[Date Prev][Date Next] [Chronological] [Thread] [Top]

Re: [mizar] Translating Mizar into some standard FOPL-like format?



Wow ... I had not seen

http://www.cs.miami.edu/~tptp/MizarTPTP/

before!

I see that there are hyperlinks pointing to the TPTP-ized proofs of each theorem.

Very cool stuff, thanks!

ben

On Wed, Oct 22, 2008 at 3:09 AM, Josef Urban <urban@ktilinux.ms.mff.cuni.cz> wrote:

Hi Ben,


On Tue, 21 Oct 2008, Ben Goertzel wrote:

I haven't kept up with this list lately, and I'm curious what is the current
state of efforts to translate the Mizar corpus of theorems and proofs into
some fairly standard first-order-predicate-logic-like formalism?

I see that as you wrote ten months ago, you really got back to this in 2008 :-). I enclose the e-mails we exchanged on this. The extended version of the paper describing export of Mizar proofs to TPTP and their cross-verification by automated theorem provers is at http://kti.mff.cuni.cz/~urban/mptp_gdv_full.pdf .

As I wrote before, I am really interested in AI systems working on this (in my opinion fairly unique) knowledge base, and will further work on making it more accessible to AI researchers if needed. I really believe that "strong AI" can benefit a lot from large computer-understandable repositories of "human thought", and that vice-versa, formal math can benefit a lot from new "strong AI" methods combining imprecise, intuitive, and heuristical thinking with precise deductive thinking.

* **GIVEN REQUEST 1**: Put the records from the line with "drop a point: the eyebrow" through the end of the records into a two-column CSV with columns request and answer, one row per request, with each field quoted and line breaks replaced by spaces.
The mailing-list message and the records are unrelated material.

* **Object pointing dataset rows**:

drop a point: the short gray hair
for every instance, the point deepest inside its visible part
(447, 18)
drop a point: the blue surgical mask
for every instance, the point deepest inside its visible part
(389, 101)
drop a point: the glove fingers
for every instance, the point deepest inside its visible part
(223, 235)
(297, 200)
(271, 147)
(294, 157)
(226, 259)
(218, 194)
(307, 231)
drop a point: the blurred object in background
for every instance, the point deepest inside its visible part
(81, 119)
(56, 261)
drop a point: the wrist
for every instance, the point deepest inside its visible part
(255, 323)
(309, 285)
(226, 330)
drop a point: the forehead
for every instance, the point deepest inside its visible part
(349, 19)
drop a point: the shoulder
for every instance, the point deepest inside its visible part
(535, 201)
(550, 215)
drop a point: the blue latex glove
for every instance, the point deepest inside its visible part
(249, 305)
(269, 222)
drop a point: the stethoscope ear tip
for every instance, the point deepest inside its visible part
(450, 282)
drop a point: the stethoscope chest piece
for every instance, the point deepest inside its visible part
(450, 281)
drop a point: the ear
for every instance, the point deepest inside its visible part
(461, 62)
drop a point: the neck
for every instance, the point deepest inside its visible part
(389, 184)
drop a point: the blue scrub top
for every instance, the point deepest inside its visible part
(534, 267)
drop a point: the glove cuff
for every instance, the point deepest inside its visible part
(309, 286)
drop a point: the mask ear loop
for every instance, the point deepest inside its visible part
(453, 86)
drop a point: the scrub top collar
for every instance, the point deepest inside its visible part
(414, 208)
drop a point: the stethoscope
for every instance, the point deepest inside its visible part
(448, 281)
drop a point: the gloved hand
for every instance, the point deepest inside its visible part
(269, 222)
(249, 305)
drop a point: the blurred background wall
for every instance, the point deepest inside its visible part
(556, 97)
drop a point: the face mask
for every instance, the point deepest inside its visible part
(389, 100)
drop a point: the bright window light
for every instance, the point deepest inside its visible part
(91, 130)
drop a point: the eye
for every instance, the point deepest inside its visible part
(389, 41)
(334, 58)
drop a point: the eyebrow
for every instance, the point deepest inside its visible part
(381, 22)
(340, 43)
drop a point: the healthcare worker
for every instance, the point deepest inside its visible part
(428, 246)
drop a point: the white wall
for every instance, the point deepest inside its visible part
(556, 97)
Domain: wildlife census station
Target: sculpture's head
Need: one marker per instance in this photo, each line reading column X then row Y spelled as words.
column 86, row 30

* **GIVEN REQUEST 2**: Continue the mailing-list message about translating Mizar into TPTP from where it stops.

* **TASK RESPONSE 1**:
request,answer
"drop a point: the eyebrow for every instance, the point deepest inside its visible part","(381, 22) (340, 43)"
"drop a point: the healthcare worker for every instance, the point deepest inside its visible part","(428, 246)"
"drop a point: the white wall for every instance, the point deepest inside its visible part","(556, 97)"
"Domain: wildlife census station Target: sculpture's head Need: one marker per instance in this photo, each line reading column X then row Y spelled as words.","column 86, row 30"

* **TASK RESPONSE 2**:
This is no longer only about Mizar, the "Large Theory Batch" (LTB) division of the CADE ATP System Competition (CASC) really happened for the first time this year at IJCAR (http://www.cs.miami.edu/~tptp/CASC/J4/Design.html#CompetitionDivisions)
with additional categories for the problems translated from the CyC and SUMO knowledge bases, and $3000 prize money for the SUMO problems (http://www.ontologyportal.org/reasoning.html) and $200 for the CyC problems. The SUMO and CyC problems are however still quite "shallow" in comparison with the math problems, and SUMO and CyC also still mainly consist of axioms - they lack the nontrivial DAG structure of developed math theories. I hope that eventually some problems extracted e.g. from the Isabelle math library could be added to CASC-LTB, so that it does not get overfocused on shallow reasoning in large ontologies.

Best,
Josef


On Sat, 22 Dec 2007, Benjamin Goertzel wrote:

Thanks -- I have now looked through this material and it's very
exciting .. I'm focusing
on other stuff right now but do hope to get back to this area in 2008
sometime... what
you've done seems like a very important step...

On Dec 16, 2007 10:14 AM, Josef Urban <urban@ktilinux.ms.mff.cuni.cz> wrote:

Hi Ben,

I am now writing an extended version of a paper describing export of
Mizar proofs to TPTP (see
http://www.springerlink.com/content/t88848500815t188/ for the conference
version), and have just remembered your request for having Mizar proofs
exported to KIF or TPTP. So yes, I have translated it all to TPTP
derivations, which can be ATP-verified by tools like GDV (see the paper).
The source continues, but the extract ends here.